■ WORK TO DO
Copy the records from the line with "Segment the textured" to the line with "2 129 L 201", requests included, and offset every vertex coordinate in the path outlines by -55. Output only those lines.

----------------

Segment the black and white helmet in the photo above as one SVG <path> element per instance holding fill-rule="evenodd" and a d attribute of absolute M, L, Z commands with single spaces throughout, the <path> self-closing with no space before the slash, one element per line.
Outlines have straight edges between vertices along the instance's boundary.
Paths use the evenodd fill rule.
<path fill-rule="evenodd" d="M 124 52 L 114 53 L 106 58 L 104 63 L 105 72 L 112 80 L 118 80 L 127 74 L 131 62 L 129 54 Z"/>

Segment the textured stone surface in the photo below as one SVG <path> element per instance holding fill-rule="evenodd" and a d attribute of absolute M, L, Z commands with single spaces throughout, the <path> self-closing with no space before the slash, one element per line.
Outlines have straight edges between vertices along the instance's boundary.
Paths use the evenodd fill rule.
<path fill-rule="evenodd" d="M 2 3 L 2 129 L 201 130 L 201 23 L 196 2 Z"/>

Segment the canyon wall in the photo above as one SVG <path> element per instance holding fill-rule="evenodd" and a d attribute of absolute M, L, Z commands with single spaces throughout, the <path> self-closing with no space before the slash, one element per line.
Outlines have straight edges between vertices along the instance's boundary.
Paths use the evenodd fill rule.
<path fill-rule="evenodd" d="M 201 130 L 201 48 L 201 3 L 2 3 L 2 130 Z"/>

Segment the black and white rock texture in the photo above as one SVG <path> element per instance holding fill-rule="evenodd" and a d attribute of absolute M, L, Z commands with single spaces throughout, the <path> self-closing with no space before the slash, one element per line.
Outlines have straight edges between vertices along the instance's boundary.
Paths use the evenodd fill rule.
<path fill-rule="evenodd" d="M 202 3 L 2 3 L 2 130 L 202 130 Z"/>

----------------

■ EXERCISE RESULT
Segment the textured stone surface in the photo below as one SVG <path> element per instance holding fill-rule="evenodd" and a d attribute of absolute M, L, Z commands with single spaces throughout, the <path> self-closing with no space before the slash, one element per line.
Outlines have straight edges between vertices along the instance's boundary.
Paths use the evenodd fill rule.
<path fill-rule="evenodd" d="M -53 -52 L -53 74 L 146 75 L 146 -32 L 141 -53 Z"/>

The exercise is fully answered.